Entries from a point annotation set

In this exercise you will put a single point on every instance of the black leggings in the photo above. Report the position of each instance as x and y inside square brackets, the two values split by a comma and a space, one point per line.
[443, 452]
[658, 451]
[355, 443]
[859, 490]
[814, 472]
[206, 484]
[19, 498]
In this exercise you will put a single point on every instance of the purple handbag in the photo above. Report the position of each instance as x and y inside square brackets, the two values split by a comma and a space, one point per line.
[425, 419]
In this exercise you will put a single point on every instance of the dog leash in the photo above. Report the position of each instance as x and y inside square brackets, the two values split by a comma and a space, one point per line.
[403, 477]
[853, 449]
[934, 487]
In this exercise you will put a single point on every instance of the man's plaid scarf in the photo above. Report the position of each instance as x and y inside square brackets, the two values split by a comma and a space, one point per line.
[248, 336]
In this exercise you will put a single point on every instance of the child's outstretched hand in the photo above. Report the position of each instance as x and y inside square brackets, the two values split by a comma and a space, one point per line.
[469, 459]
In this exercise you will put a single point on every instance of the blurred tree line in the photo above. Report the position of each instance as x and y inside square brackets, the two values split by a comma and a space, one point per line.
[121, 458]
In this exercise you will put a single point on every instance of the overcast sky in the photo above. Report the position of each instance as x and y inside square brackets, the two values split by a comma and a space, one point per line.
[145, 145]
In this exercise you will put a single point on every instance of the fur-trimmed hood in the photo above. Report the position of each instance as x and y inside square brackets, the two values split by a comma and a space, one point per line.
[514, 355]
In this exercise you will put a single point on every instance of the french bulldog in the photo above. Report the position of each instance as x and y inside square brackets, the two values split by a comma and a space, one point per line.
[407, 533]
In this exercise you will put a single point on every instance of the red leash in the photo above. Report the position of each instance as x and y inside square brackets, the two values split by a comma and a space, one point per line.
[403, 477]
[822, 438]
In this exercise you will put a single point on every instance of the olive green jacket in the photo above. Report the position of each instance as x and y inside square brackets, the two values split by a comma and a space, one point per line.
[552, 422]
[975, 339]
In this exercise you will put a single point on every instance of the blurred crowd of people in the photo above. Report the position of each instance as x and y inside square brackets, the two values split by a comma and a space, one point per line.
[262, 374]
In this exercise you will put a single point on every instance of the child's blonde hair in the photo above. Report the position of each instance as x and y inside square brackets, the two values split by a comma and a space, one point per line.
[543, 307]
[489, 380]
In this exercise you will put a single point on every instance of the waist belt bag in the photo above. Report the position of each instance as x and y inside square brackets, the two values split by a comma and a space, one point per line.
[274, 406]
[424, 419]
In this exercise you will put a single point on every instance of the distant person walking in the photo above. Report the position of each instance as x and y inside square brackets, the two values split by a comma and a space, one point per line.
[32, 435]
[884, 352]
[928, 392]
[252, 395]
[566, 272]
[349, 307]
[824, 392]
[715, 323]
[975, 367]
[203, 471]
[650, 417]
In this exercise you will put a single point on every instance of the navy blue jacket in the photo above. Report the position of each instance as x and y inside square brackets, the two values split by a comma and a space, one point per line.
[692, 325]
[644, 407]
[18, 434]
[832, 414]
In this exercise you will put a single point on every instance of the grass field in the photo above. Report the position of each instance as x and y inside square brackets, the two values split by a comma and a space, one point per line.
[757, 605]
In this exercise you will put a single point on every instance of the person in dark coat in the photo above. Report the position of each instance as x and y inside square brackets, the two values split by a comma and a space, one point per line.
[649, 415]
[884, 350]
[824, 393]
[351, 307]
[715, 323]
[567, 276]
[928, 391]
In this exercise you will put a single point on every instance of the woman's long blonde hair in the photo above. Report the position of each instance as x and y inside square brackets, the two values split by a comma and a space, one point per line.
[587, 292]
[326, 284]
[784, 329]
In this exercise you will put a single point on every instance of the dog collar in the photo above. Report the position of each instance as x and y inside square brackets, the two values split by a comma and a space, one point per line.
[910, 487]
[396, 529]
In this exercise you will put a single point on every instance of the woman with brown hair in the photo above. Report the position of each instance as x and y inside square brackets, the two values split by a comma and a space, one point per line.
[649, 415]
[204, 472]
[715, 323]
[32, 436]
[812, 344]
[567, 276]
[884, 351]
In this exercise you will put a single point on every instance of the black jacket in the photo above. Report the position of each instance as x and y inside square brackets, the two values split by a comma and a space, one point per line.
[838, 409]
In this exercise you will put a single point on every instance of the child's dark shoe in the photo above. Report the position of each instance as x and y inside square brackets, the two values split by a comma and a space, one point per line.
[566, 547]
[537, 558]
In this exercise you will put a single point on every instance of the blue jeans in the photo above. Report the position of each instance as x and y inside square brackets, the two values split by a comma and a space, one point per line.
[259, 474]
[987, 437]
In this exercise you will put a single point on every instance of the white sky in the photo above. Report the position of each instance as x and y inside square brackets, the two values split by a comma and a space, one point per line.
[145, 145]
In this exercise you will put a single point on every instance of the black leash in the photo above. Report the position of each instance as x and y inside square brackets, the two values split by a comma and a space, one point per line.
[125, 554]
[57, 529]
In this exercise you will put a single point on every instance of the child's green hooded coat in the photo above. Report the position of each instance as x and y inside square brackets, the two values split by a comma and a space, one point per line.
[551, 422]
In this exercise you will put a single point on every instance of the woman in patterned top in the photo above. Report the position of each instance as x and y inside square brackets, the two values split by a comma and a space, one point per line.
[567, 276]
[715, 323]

(Exercise description) Arrange the items as a two-column CSV with the headers text and answer, beginning at the line that contains "the black jacket" and continuing through the last item. Give one row per item, with its text and its answer each in a single quoted field and line breaks replaced by spaces.

(Answer to the task)
text,answer
"In this exercise you will put a single point on every instance of the black jacket in the photo above. Report the position of each instance as x and y inside square brackets, the two values split by a comma and a space, one point per line.","[838, 409]"
"In this exercise you will put a single point on every instance of the child's dark shoe in the photo above. Report the position of each instance as x and y inside square brackets, the two values split by a comma and a space, one point per line.","[566, 547] [537, 558]"
"In this exercise you will put a single point on every instance of the blue jeans in the photo above. Report the position of each instance as x and y inside square brackets, the two values split by a comma and a space, one point per line.","[259, 474] [987, 437]"
"In this exercise you will put a single point on every instance of the white sky in the photo above. Report the position of each instance as x and y inside square brackets, the two values split by a comma and a space, one point per line.","[145, 145]"
"In this exercise you will put a single point on every instance of the black leash in the photo above. Report the position of each instance as x and y inside square brackets, the two values split by a comma and a space, one point per line.","[125, 554] [57, 529]"
"In this exercise you will put a single point on every instance of the child's green hooded coat in the photo above. Report the position of each instance as x and y inside square brackets, the two values split by a comma and a space, one point per line.","[551, 422]"
"In this exercise you will put a single point on every instance of the woman in patterned top in the photo above. Report the position of each instance as x and y inside square brackets, the two values split by a comma and a space, one point per line.","[567, 276] [715, 323]"